## Direction
Can you quote the lines below exactly, starting at the line with "boot, one point per instance." and going through the last one?

********************

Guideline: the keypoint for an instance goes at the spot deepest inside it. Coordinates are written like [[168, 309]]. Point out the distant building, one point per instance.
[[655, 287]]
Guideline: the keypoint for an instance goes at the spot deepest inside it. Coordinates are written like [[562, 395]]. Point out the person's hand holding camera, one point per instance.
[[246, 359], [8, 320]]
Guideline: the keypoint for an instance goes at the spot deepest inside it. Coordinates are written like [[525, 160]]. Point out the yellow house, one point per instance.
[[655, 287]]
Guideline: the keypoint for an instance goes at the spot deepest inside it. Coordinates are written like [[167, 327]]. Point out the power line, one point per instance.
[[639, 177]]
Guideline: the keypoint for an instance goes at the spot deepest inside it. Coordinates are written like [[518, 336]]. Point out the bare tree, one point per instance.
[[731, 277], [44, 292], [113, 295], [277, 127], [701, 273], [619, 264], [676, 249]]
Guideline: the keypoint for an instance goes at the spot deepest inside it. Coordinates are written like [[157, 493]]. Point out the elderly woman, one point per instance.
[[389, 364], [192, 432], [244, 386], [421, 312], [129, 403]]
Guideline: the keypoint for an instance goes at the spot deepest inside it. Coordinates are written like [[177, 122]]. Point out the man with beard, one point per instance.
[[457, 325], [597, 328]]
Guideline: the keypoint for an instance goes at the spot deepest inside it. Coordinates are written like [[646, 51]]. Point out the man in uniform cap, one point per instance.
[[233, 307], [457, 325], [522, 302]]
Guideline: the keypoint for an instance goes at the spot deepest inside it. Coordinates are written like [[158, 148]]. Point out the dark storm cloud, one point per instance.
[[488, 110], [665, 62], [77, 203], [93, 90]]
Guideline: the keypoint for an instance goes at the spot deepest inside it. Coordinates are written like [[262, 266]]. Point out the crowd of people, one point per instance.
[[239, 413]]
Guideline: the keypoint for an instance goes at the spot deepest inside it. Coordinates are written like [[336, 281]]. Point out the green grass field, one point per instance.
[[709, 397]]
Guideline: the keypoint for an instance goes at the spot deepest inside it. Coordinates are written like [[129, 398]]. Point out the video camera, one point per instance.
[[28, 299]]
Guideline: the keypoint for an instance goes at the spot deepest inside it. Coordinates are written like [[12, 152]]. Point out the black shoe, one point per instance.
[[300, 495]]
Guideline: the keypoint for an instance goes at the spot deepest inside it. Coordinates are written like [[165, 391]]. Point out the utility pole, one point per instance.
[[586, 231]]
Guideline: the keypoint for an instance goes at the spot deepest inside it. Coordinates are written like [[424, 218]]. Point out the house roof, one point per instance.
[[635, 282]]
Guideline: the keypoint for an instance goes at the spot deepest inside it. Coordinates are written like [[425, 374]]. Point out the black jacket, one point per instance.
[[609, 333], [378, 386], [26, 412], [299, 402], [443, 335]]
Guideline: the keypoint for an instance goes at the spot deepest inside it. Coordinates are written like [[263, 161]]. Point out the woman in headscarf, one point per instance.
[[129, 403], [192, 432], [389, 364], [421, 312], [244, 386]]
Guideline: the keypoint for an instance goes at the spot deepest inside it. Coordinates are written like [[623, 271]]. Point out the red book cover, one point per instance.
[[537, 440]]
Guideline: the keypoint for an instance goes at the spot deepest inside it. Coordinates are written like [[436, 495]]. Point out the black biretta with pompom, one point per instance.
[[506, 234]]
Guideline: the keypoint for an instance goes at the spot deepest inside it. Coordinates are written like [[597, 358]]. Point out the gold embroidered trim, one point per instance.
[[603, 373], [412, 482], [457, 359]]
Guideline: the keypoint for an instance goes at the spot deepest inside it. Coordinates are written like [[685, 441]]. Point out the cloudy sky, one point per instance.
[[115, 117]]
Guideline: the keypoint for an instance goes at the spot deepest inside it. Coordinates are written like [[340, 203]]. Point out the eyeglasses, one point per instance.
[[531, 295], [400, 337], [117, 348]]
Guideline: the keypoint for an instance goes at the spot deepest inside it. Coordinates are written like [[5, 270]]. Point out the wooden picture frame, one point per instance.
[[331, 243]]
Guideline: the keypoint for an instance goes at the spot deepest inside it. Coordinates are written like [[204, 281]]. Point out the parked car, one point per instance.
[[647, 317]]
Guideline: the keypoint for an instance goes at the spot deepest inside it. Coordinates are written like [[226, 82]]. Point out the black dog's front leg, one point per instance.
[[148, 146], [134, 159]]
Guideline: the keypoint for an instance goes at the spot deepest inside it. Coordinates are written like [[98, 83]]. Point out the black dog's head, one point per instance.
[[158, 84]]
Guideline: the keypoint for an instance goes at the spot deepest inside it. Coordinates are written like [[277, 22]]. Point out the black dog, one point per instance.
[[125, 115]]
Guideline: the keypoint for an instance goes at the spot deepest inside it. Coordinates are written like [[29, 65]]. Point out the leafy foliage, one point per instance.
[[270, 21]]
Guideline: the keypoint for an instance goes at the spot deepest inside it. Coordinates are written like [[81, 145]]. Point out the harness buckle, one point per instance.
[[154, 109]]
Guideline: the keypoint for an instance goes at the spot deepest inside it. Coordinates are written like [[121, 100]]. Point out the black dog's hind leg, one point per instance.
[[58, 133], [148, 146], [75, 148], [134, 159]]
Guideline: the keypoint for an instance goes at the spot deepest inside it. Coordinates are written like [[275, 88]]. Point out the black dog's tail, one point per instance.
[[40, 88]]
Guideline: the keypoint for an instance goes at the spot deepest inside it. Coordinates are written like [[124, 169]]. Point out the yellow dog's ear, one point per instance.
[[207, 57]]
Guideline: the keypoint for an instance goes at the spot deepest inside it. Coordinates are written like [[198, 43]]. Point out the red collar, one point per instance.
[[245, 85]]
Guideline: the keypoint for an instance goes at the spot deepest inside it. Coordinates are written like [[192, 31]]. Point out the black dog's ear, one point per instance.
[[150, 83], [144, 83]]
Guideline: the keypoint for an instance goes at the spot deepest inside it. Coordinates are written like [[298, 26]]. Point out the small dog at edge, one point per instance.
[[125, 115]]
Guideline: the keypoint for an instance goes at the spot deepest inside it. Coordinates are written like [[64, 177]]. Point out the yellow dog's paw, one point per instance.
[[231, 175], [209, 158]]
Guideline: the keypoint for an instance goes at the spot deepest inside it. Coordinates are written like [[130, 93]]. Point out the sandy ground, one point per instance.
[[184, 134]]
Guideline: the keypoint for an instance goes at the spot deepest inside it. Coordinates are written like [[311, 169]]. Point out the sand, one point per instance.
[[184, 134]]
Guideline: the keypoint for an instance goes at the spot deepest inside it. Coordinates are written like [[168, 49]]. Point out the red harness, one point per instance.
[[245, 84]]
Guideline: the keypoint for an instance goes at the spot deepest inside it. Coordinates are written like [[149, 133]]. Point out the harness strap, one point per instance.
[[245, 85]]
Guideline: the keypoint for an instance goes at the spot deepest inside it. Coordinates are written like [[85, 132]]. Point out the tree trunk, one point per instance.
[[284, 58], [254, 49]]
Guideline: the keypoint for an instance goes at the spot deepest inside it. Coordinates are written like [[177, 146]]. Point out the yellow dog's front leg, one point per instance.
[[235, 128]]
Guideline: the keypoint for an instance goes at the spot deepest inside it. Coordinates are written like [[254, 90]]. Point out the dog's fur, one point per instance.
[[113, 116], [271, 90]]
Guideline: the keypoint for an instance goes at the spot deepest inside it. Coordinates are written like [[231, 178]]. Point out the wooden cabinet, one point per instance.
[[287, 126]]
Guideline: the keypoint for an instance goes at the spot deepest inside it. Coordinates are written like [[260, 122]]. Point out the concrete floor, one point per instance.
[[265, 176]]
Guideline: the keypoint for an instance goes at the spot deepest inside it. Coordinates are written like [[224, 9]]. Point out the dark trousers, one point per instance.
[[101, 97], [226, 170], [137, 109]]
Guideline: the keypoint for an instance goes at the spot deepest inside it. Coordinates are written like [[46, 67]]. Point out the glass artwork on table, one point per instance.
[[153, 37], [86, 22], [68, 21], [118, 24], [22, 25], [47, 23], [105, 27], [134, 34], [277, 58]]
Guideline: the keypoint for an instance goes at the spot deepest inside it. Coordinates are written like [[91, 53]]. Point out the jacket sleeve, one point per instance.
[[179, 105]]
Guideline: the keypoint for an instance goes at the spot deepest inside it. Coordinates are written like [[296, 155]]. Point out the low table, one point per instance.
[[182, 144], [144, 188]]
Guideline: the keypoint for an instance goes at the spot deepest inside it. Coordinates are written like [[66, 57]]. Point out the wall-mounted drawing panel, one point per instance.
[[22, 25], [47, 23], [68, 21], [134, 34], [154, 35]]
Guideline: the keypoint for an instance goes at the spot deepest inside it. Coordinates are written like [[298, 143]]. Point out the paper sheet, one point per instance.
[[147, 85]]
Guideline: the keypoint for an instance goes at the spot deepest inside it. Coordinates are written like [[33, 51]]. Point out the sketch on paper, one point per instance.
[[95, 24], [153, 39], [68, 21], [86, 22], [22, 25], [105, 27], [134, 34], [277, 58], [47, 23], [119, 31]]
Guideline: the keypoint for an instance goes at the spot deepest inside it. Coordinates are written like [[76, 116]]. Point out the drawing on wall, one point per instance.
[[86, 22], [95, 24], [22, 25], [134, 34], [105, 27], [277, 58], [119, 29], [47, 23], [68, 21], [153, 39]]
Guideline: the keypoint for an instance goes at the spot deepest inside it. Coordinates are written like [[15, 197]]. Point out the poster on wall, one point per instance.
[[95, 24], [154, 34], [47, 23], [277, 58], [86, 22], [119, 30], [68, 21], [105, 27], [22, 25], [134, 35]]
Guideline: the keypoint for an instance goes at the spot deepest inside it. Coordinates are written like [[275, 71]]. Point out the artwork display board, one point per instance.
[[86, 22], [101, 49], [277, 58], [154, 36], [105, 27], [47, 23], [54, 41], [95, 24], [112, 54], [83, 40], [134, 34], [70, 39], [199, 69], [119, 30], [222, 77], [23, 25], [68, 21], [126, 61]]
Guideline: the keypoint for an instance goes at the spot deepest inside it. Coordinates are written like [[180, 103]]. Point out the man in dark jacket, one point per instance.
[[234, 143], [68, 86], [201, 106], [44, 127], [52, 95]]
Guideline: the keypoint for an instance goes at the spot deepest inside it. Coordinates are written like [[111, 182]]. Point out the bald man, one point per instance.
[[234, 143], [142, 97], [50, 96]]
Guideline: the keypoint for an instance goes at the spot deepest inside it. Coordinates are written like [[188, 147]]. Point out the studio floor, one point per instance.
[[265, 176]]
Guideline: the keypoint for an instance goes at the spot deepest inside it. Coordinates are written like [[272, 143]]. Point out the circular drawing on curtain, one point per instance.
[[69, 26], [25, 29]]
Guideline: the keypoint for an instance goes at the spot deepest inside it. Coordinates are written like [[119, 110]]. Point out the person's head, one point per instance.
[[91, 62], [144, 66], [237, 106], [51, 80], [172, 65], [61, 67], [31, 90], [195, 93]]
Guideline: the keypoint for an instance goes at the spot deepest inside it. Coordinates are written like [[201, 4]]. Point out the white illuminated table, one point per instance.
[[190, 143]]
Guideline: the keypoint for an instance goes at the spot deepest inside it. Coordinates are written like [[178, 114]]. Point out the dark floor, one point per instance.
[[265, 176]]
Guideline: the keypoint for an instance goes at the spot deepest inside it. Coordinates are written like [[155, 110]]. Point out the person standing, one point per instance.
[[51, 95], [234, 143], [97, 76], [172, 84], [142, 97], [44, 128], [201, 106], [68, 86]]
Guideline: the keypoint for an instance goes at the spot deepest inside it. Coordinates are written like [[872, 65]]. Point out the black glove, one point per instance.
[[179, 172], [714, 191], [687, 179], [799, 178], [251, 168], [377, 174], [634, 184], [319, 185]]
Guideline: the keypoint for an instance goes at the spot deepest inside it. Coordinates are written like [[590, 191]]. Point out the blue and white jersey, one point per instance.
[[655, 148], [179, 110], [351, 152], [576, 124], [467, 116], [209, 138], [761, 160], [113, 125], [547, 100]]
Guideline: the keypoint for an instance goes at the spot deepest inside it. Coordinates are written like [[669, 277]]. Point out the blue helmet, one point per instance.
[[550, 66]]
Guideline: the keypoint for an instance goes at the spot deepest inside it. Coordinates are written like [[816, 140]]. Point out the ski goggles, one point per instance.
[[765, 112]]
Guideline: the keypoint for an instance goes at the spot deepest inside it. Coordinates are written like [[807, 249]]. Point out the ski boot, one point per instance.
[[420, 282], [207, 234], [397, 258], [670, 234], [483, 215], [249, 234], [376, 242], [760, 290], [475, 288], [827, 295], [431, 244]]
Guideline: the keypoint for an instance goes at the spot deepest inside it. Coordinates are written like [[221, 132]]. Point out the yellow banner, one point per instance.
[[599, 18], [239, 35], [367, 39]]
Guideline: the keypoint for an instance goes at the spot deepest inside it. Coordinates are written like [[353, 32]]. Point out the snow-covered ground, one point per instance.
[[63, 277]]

********************

## Written answer
Guideline: the keypoint for an instance goes at the spot deepest inside it. Coordinates are written like [[807, 249]]. Point out the ski boot, one point per instance.
[[420, 282], [207, 234], [397, 258], [670, 234], [483, 215], [249, 234], [376, 242], [760, 290], [475, 288], [827, 295], [431, 244]]
Guideline: the keypoint for an instance goes at the spot deepest inside it. Coordinates are written like [[221, 132]]. Point out the yellow banner, one point per instance.
[[599, 18], [239, 35], [367, 39]]
Guideline: the keypoint for an instance goes at the spot deepest inside it. Coordinates are written like [[353, 32]]. Point out the snow-covered ground, one point per instance.
[[63, 277]]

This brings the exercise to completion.